Point localization data

Start of Block

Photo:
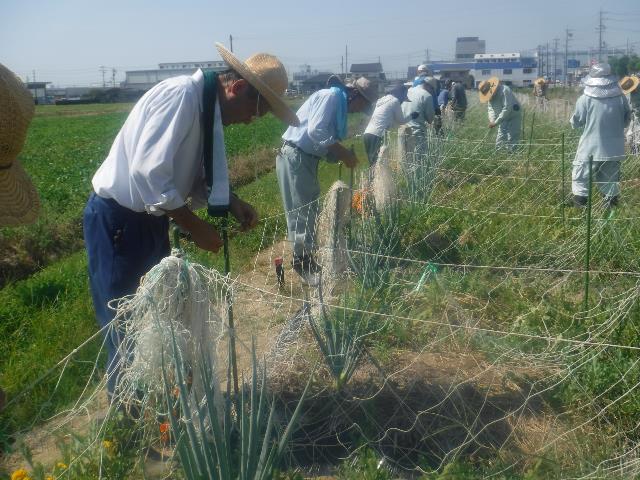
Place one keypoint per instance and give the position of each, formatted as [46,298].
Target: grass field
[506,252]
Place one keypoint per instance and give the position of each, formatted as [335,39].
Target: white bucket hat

End of Block

WORK TASK: Based on the entries above, give the number of lines with the string "Place" and no further text.

TASK SOLUTION: 2